Please copy the passage from the intraosseous contrast text word for word, starting with "The authors prefer" and going on through "of the scan.".

## EXCERPTED TEXT
--
Physicians at Henry Ford Hospital in Detroit published a case report on the use of this route for contrast administration. They treated a pedestrian struck by a car with a lack of IV access sites by IO insertion in the proximal humerus, which took about 30 seconds. They then intubated using rapid sequence induction, with drugs injected through the IO device. They performed full CT scanning using contrast injected through the site using a power injector. Images were excellent, and ultimately the patient received an internal jugular catheter using ultrasound. The IO line was then discontinued.

This paper suggests that the IO line can be used as access for injection of CT contrast if no IV sites are available. Although it is a single human case, a fair amount of studies have been done on animals (goats?). The animal studies show that power injection works adequately with excellent flow rates.

The authors prefer using an IO placement site in the proximal humerus. This does seem to cause a bit more pain, and takes a little practice. A small xylocaine flush can be administered to reduce injection discomfort in awake patients. Additionally, the arm cannot be raised over the head for the torso portion of the scan.

Bottom line: CT contrast can be injected into an intraosseous line (IO) with excellent imaging results. Insert the IO in a site that you are comfortable with. I do not recommend power injection at this time. Although the marrow cavity can support it, the connecting tubing may not. Have your radiologist hand-inject and time the scan accordingly. And don’t be surprised if your radiology department doesn’t have a protocol for this!
--
## DATA SUPPLIED
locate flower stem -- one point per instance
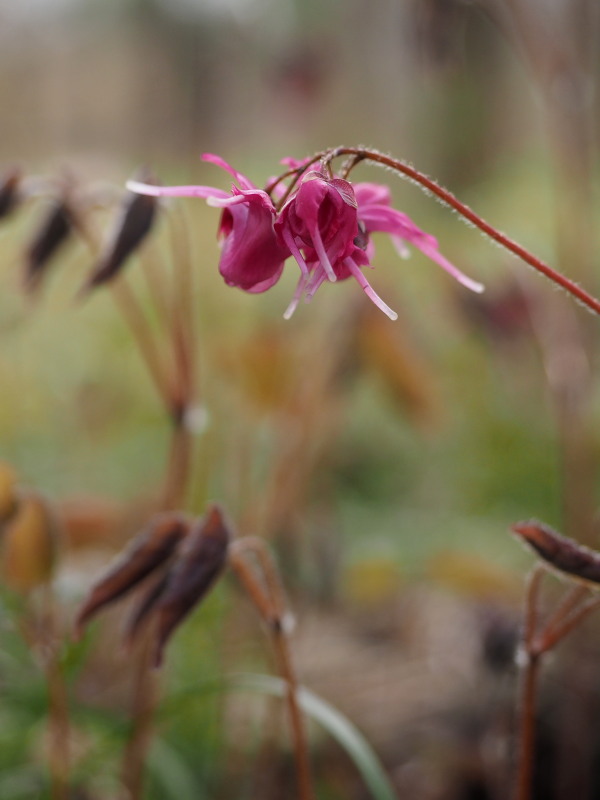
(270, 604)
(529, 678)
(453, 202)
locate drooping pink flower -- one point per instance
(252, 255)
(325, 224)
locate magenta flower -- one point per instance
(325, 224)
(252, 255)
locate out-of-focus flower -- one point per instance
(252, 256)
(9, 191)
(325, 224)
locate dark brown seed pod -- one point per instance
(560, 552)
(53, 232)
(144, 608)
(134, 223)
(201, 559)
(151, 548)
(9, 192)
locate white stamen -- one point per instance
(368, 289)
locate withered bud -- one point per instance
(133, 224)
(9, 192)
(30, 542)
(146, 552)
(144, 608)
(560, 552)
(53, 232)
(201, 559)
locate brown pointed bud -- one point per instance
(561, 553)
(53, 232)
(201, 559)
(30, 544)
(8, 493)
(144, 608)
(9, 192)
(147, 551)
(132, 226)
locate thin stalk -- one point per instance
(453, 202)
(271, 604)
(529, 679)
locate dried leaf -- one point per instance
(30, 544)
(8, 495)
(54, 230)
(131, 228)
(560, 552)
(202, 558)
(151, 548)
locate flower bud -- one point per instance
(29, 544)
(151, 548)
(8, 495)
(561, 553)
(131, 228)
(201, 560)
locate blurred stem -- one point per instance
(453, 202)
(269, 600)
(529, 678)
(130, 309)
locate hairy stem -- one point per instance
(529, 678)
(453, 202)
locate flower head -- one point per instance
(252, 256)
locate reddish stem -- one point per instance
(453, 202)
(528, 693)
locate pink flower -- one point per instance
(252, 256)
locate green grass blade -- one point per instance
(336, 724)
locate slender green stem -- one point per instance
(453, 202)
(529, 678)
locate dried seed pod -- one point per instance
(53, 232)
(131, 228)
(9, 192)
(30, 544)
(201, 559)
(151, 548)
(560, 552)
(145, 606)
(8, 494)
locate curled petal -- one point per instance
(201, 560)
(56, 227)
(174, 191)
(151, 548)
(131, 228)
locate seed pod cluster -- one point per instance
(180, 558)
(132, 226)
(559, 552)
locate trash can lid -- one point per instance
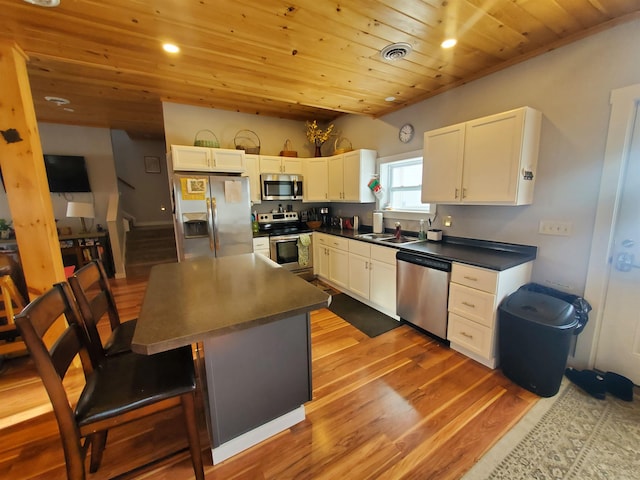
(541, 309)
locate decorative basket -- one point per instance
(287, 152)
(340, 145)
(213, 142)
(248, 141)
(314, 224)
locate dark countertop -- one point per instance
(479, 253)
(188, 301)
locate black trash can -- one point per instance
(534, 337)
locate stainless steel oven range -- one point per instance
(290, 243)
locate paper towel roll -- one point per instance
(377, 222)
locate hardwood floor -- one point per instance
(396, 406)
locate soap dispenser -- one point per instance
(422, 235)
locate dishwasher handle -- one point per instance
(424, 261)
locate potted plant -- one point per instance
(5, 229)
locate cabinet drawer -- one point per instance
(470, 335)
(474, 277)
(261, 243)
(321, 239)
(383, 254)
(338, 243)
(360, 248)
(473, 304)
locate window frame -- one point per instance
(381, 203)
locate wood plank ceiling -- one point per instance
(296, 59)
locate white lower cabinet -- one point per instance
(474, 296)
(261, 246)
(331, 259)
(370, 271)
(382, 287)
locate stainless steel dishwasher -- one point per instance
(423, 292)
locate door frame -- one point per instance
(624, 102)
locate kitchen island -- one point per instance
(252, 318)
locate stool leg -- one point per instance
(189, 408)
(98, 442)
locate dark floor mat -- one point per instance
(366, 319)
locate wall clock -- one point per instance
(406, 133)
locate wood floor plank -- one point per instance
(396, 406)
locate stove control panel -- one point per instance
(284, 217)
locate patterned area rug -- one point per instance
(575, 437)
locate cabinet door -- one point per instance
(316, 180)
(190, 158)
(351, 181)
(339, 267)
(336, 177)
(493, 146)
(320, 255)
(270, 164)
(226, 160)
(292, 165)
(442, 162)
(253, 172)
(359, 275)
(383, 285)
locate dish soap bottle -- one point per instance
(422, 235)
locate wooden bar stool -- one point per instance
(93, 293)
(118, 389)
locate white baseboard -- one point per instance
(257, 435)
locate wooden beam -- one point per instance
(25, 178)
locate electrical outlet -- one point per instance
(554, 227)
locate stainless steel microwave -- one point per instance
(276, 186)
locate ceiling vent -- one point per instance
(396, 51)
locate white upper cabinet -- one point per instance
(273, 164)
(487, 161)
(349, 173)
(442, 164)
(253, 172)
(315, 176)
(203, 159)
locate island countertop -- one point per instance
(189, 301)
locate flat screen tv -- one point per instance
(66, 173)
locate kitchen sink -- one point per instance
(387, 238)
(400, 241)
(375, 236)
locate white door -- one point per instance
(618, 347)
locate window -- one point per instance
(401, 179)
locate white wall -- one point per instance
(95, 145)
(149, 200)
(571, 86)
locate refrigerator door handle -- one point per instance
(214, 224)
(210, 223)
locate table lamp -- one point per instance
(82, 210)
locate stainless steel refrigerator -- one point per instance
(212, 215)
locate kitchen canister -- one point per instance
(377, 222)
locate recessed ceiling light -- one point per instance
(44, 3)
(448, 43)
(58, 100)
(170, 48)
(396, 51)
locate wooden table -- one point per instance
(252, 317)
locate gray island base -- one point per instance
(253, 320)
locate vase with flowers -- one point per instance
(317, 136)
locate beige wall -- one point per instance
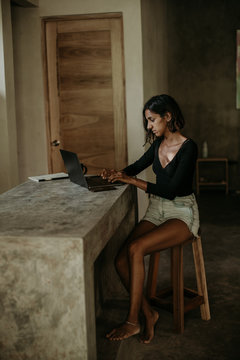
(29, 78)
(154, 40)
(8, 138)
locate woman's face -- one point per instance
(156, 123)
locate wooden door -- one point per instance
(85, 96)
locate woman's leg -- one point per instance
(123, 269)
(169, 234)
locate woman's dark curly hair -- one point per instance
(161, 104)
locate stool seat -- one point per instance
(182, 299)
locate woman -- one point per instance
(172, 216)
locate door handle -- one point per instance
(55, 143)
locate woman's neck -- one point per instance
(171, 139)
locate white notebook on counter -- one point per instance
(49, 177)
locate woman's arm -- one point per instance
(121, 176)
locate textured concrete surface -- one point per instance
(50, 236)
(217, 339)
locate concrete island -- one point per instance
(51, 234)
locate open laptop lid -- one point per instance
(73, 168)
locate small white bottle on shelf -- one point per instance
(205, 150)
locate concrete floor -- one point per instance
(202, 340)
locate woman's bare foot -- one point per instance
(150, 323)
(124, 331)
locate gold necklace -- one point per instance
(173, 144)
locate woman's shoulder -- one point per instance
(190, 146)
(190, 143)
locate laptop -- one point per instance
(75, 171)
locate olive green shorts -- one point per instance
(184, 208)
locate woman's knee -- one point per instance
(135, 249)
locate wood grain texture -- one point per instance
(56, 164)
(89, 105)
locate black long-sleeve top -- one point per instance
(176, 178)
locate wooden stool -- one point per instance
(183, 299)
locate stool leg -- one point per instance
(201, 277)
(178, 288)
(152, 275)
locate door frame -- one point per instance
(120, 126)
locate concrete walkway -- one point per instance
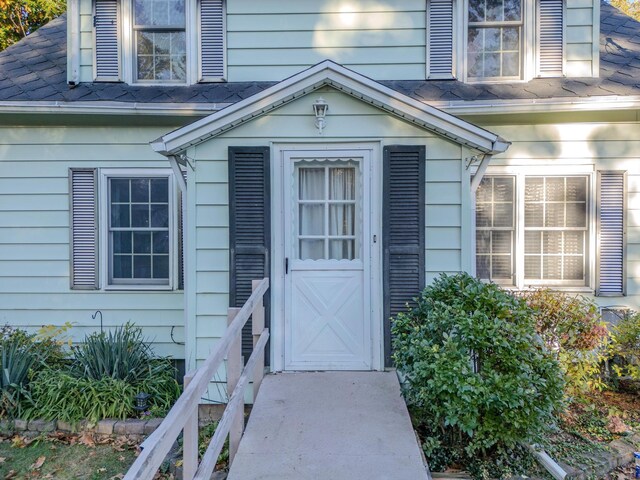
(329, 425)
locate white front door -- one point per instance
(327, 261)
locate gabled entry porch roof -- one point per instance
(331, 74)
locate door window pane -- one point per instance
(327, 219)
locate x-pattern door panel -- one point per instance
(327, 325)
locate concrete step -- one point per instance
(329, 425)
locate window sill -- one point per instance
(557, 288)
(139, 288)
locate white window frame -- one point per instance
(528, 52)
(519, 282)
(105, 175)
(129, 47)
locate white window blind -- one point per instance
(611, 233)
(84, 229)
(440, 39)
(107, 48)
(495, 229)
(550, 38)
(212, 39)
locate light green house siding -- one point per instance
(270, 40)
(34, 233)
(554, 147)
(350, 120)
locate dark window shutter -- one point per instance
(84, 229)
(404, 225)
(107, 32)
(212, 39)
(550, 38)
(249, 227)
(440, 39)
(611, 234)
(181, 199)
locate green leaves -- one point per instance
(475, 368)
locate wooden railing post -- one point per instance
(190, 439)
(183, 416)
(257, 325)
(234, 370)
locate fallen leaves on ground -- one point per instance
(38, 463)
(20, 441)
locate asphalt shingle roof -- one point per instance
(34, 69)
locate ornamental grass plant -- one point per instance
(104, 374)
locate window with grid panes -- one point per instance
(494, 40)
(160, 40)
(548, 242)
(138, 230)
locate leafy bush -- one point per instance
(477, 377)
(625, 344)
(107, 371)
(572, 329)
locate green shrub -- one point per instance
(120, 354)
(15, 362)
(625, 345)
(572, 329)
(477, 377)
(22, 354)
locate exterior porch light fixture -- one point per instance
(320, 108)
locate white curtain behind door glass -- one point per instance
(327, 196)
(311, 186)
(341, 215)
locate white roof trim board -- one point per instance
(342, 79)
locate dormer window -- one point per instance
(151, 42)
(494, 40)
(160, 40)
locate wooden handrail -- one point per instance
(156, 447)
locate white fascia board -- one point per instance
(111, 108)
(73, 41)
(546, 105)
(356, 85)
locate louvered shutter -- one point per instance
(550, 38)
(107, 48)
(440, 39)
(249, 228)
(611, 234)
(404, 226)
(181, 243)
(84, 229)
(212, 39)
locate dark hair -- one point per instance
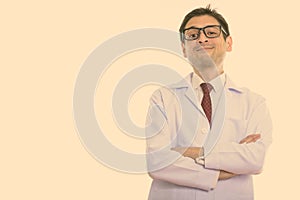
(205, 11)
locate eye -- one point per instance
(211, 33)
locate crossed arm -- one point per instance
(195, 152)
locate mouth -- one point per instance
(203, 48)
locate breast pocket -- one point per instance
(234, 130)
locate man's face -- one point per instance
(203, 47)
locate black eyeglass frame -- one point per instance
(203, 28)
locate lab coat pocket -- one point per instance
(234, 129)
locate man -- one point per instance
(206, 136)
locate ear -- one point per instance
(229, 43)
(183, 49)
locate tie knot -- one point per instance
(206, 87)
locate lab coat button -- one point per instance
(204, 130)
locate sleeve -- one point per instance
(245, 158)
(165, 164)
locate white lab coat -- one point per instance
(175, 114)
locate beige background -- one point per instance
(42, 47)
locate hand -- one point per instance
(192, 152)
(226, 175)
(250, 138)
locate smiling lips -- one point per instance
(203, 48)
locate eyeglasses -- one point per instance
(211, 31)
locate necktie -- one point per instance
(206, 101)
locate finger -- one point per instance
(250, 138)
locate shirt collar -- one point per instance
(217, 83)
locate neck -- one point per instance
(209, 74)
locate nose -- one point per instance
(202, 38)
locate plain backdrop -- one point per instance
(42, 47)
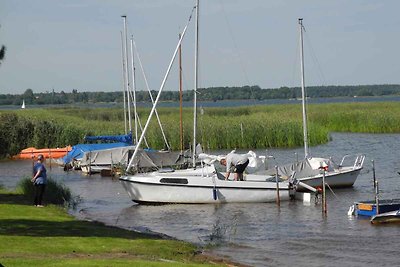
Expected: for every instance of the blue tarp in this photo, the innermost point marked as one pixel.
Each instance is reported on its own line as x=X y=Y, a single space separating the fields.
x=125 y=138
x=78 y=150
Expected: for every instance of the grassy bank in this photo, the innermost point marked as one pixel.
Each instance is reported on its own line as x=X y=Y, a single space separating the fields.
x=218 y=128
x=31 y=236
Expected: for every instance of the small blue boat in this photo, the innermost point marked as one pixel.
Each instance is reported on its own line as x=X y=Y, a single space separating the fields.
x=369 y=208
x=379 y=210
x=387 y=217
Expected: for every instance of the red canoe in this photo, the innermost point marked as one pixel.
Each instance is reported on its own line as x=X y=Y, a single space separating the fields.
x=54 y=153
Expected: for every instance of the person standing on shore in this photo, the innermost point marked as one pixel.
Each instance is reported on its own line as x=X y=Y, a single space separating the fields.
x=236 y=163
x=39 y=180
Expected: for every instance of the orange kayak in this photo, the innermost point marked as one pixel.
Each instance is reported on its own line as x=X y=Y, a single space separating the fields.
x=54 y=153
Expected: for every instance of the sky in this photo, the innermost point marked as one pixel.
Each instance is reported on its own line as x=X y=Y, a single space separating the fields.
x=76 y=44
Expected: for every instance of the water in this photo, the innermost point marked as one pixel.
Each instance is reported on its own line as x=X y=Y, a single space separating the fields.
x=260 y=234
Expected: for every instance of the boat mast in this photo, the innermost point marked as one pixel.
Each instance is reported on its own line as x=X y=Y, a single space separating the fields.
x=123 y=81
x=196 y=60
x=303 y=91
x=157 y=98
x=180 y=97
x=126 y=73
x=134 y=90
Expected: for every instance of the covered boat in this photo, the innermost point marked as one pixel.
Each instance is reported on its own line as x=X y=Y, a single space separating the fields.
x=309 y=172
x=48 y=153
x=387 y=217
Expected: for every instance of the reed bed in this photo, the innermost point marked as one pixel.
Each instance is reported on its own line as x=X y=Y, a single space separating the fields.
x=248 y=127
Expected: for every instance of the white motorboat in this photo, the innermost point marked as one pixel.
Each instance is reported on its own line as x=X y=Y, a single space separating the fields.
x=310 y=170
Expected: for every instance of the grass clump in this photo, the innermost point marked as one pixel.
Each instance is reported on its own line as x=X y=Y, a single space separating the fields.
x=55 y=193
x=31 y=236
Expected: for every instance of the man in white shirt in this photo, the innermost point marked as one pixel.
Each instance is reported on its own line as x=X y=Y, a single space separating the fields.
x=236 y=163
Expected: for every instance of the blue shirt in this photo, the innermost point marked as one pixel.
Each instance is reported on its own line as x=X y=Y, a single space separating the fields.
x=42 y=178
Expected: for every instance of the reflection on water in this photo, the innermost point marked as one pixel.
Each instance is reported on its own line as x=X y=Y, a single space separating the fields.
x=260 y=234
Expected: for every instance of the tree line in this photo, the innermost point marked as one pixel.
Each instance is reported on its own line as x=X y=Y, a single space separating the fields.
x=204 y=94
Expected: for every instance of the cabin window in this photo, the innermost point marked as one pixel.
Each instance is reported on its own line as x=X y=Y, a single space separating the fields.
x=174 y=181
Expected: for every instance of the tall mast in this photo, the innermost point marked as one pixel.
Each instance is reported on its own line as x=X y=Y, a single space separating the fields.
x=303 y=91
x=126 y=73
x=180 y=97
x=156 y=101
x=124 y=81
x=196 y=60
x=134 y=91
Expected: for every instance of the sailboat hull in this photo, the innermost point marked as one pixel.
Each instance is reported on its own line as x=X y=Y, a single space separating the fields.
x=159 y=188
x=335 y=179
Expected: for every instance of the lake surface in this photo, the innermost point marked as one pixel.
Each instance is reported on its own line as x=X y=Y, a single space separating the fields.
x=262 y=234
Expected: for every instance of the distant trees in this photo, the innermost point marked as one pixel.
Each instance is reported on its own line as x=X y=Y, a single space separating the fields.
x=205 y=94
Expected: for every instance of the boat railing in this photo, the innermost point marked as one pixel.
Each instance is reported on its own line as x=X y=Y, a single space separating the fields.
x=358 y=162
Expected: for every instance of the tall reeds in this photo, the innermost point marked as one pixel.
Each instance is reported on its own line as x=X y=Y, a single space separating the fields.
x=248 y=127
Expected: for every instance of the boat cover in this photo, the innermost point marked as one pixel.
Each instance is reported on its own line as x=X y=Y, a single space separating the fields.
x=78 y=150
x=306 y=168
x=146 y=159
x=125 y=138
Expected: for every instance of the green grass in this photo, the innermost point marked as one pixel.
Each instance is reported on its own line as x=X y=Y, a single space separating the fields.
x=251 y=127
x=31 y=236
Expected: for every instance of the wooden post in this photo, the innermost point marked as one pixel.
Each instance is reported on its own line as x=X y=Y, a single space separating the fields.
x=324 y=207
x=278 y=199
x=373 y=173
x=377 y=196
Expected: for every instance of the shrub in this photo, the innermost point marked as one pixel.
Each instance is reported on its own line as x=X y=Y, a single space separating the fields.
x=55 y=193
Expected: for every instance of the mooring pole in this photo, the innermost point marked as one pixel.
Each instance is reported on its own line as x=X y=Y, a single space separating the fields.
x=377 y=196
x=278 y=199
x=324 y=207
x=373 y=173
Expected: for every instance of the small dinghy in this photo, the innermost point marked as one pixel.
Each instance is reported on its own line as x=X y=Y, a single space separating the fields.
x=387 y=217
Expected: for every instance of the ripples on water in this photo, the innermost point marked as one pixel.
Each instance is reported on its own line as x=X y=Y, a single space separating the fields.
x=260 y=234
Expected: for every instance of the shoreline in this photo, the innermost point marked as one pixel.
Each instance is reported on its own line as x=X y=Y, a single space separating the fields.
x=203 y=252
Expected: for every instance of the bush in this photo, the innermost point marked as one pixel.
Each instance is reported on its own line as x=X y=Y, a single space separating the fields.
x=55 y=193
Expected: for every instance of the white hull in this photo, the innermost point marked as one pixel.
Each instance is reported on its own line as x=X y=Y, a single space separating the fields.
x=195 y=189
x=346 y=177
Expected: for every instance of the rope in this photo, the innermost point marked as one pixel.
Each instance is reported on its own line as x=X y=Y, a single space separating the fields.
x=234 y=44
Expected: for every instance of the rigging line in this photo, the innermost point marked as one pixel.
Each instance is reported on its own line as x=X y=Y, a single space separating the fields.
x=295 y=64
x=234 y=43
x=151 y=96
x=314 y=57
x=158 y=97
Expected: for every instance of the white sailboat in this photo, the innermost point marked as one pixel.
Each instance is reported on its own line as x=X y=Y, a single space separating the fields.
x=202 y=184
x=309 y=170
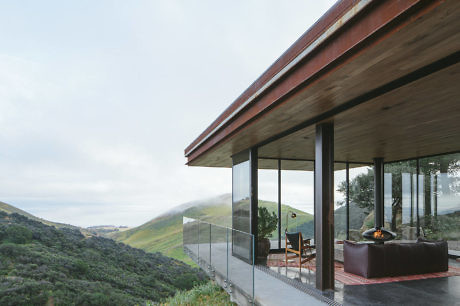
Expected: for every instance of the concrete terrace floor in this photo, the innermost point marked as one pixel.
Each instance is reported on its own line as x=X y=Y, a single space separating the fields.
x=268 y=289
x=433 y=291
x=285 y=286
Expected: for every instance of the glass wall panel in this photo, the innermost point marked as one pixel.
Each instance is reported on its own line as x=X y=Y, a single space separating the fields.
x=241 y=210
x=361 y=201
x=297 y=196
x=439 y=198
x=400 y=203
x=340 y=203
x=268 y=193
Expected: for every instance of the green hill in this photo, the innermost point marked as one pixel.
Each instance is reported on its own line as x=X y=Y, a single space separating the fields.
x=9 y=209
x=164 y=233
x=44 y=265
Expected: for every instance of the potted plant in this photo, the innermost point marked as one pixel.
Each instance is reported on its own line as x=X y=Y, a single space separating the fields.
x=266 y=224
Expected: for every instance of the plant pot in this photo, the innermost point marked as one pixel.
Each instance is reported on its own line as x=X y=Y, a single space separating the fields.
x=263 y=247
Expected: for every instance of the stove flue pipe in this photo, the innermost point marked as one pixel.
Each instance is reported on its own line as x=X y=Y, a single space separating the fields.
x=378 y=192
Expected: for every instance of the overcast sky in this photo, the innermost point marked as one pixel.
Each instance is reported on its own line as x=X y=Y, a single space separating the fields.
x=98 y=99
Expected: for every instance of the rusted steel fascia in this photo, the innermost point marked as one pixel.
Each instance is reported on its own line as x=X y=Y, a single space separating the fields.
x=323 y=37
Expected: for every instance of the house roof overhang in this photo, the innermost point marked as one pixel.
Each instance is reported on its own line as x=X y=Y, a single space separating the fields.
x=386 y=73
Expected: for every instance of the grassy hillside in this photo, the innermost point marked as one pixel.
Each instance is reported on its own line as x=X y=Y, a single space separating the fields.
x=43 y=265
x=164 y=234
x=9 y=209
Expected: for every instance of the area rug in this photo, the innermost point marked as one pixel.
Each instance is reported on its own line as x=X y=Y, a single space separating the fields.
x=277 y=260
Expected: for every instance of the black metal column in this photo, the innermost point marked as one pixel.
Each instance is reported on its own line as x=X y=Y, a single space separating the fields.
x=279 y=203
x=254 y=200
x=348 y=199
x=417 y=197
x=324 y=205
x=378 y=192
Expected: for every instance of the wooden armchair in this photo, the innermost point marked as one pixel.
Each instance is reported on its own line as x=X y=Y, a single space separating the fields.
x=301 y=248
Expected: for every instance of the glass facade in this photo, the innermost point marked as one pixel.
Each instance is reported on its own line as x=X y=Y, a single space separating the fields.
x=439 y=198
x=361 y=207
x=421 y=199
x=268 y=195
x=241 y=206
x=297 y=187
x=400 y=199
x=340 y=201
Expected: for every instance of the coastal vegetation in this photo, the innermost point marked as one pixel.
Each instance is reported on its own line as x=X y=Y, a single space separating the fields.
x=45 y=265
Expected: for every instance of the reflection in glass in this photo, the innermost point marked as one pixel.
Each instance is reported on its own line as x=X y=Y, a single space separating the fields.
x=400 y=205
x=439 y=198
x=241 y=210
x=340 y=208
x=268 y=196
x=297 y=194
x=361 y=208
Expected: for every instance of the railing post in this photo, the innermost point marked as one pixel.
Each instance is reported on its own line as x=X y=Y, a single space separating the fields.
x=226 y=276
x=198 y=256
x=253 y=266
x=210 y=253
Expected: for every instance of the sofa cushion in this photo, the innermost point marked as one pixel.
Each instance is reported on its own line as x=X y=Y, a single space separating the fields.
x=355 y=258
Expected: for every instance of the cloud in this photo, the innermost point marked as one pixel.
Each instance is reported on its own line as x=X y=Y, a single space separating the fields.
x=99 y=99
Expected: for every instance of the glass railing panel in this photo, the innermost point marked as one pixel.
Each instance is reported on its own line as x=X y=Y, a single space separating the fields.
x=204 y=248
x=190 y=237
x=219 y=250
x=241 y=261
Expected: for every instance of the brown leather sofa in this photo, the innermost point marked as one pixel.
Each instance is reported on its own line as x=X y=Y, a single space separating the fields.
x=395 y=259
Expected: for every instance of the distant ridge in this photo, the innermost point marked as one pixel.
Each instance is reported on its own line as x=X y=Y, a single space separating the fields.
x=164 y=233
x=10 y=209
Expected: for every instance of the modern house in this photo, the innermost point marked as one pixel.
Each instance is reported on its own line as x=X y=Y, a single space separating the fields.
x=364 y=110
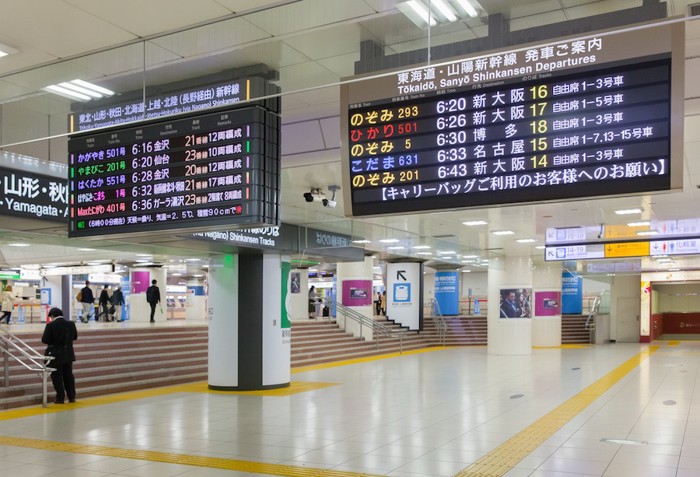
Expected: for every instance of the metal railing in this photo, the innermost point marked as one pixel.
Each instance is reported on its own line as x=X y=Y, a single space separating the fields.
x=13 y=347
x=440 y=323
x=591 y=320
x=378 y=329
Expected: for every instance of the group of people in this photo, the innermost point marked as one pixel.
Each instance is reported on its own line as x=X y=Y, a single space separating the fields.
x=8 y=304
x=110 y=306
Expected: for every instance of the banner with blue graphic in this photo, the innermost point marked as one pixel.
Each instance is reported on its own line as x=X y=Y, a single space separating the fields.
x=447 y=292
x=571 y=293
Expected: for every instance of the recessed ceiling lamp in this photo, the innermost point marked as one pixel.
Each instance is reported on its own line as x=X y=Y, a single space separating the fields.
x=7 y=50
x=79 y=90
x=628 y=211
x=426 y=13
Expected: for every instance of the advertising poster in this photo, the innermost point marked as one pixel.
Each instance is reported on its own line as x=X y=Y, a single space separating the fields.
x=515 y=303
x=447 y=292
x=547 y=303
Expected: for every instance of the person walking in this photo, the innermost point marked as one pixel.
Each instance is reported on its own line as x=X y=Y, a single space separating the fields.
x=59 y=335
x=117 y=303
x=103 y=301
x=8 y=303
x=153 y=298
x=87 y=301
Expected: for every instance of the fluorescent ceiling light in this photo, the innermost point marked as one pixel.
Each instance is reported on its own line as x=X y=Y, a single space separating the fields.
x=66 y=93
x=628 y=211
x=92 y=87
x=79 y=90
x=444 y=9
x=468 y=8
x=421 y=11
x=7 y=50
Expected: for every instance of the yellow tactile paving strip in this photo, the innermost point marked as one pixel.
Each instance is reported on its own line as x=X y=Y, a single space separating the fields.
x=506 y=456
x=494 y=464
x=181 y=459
--
## RESPONSE TO THE TASK
The authors prefer using an IO placement site in the proximal humerus. This does seem to cause a bit more pain, and takes a little practice. A small xylocaine flush can be administered to reduce injection discomfort in awake patients. Additionally, the arm cannot be raised over the head for the torso portion of the scan.